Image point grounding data

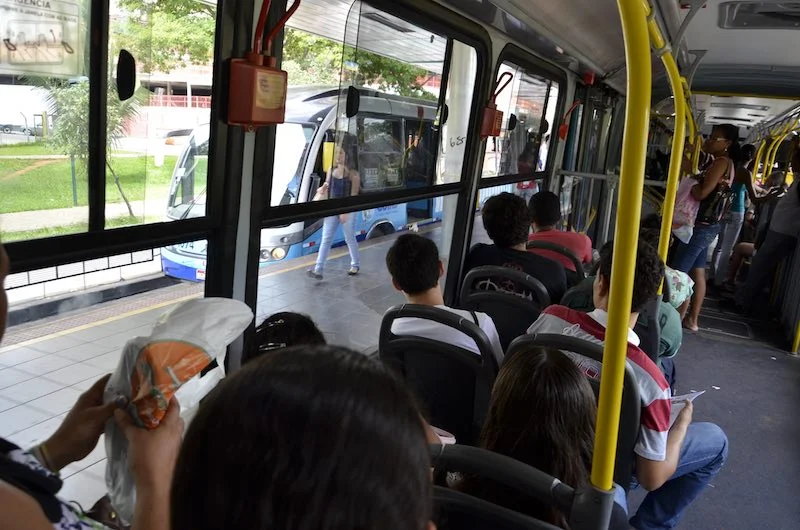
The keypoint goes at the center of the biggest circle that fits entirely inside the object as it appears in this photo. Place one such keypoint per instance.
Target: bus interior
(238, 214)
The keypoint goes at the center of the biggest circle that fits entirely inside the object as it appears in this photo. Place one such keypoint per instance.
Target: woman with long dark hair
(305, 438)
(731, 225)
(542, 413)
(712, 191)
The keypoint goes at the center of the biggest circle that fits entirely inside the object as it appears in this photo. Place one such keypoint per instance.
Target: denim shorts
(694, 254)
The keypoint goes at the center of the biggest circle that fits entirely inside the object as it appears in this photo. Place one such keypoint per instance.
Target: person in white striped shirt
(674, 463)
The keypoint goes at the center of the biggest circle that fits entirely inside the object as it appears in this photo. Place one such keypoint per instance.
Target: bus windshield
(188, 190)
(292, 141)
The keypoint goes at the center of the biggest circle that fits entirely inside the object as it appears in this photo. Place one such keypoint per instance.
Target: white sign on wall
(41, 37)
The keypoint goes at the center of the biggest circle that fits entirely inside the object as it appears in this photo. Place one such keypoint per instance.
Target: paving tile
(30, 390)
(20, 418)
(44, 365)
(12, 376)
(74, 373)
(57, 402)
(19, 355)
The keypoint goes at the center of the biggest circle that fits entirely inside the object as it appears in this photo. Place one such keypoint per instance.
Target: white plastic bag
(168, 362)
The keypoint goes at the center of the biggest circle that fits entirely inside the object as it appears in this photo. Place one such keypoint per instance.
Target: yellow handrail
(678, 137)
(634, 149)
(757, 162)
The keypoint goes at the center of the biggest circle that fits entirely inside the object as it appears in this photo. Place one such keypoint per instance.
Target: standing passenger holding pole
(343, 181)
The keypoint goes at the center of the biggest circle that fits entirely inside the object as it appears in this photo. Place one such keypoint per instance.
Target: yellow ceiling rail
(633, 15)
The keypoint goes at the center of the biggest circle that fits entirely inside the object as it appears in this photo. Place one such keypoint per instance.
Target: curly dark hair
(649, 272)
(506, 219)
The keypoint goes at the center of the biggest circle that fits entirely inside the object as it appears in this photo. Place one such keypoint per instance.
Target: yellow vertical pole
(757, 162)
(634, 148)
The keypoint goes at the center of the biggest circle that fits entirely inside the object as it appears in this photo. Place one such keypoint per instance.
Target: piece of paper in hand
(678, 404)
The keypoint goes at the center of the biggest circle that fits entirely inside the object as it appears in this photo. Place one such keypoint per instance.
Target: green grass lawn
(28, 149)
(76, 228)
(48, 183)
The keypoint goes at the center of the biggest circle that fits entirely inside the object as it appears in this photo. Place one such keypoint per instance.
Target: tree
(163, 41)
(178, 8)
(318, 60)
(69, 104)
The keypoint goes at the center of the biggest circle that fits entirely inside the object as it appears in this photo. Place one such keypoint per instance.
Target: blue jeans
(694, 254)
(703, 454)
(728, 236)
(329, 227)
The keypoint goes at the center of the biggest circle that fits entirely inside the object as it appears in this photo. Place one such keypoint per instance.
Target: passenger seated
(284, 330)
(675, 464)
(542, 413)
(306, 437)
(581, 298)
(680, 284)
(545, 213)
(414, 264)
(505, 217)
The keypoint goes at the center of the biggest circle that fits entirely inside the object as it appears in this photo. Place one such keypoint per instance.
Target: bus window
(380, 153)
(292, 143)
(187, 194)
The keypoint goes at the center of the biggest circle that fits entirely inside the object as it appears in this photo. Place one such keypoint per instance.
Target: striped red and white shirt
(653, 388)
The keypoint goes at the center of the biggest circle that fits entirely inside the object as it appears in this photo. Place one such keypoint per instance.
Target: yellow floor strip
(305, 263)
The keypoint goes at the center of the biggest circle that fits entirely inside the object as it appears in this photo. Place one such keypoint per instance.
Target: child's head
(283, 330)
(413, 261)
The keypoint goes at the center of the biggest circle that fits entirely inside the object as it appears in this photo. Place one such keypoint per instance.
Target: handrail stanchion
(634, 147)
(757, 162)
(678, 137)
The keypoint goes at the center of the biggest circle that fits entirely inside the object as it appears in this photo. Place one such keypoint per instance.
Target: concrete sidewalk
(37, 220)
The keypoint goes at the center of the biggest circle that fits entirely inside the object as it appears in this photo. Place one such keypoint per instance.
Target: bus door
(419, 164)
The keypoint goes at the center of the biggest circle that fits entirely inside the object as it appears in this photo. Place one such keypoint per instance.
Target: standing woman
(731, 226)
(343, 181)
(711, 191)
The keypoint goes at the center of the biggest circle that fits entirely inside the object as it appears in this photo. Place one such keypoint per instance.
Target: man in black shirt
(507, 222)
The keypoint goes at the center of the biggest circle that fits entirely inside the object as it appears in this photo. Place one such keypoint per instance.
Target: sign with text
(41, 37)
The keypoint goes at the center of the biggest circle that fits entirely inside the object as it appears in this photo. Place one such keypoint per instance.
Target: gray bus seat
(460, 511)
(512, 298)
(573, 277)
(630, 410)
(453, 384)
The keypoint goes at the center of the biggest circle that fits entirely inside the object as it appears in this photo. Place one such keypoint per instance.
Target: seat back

---

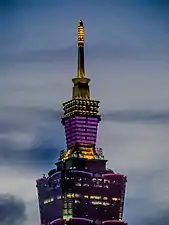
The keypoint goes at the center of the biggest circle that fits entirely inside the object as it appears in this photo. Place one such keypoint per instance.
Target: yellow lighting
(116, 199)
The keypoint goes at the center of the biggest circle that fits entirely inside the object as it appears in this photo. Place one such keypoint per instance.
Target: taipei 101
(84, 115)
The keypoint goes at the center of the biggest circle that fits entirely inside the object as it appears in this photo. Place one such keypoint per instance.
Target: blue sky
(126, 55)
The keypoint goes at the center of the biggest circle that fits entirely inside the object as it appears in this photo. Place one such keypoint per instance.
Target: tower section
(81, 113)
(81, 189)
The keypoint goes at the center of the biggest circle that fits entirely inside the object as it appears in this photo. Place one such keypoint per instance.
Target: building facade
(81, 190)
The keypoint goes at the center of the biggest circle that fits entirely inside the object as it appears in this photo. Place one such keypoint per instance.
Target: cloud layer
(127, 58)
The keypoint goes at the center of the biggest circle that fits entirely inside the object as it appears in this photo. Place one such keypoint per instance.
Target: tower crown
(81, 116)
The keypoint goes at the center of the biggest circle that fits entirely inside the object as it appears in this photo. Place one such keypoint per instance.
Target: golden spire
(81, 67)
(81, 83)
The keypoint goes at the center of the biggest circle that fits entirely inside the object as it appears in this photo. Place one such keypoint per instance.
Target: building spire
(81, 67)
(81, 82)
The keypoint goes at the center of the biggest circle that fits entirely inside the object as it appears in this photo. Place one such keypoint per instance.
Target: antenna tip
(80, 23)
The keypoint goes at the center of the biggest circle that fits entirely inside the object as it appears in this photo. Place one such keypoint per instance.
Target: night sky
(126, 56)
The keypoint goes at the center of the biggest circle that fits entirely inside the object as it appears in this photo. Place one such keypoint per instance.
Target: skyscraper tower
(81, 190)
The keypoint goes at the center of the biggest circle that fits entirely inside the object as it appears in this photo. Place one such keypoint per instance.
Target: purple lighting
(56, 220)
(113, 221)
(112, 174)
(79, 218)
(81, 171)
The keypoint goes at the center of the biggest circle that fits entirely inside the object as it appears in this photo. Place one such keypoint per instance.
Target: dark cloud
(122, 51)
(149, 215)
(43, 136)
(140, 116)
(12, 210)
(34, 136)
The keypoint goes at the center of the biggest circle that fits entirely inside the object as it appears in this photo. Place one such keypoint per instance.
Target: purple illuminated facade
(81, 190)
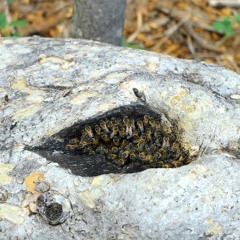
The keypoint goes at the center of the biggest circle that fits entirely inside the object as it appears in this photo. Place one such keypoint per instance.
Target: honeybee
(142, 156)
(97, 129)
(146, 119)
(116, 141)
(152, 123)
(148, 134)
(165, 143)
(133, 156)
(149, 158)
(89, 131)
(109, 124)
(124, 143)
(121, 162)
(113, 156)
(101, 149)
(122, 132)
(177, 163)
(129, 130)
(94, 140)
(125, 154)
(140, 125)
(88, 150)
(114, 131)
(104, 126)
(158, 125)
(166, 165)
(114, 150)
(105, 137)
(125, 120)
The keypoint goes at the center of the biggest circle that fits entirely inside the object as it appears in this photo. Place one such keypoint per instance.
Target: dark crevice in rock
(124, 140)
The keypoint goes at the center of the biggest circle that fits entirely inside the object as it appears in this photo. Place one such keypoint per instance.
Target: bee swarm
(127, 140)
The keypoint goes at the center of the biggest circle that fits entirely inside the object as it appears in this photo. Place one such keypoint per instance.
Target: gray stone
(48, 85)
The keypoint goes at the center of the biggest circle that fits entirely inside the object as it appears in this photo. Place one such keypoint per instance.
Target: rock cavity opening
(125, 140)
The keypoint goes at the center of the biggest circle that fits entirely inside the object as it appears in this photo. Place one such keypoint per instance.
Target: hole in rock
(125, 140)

_Task objective_
Beginning at the line with "Target: handrail stanchion" and stopping after the line with "Target: seat back", please write out every line of the data above exactly and nothing else.

_Output for this task_
Target: handrail stanchion
(634, 147)
(757, 162)
(678, 137)
The keypoint goes at the center of the biggest circle that fits entirely inside the object as it appears in this photo. Place one such keypoint per instance.
Target: concrete sidewalk
(37, 220)
The keypoint goes at the center of the biggest circle that fits entirely inside the object as it appears in this photo. Place one such keypoint per instance.
Target: bus door
(419, 164)
The keypoint goes at the center of the biggest circle that fits entirely inside the object as it appears in this photo. Place one such keypoint per instance.
Target: standing woman
(731, 226)
(343, 181)
(711, 191)
The keypoint goes at the center of the biggest circle that fits entirely inside the object as it appears in this photo. Place one such keypoint per instance.
Target: man in black shirt
(507, 222)
The keypoint goes at the center of the biggest circle that fits entirely inside the object as it appears in this photo. Place one such keypoint per instance.
Target: sign with text
(41, 37)
The keypoint goes at the center of the biggest circle that fits entirely inside the object as it appears in this photo. Place one such keypoint per instance.
Target: gray bus seat
(460, 511)
(512, 298)
(573, 277)
(630, 410)
(453, 384)
The keypoint goes at the center of the biggest circle that fits entirely inside the object as it appears in this photo. Place one such keypoint per instance.
Target: seat back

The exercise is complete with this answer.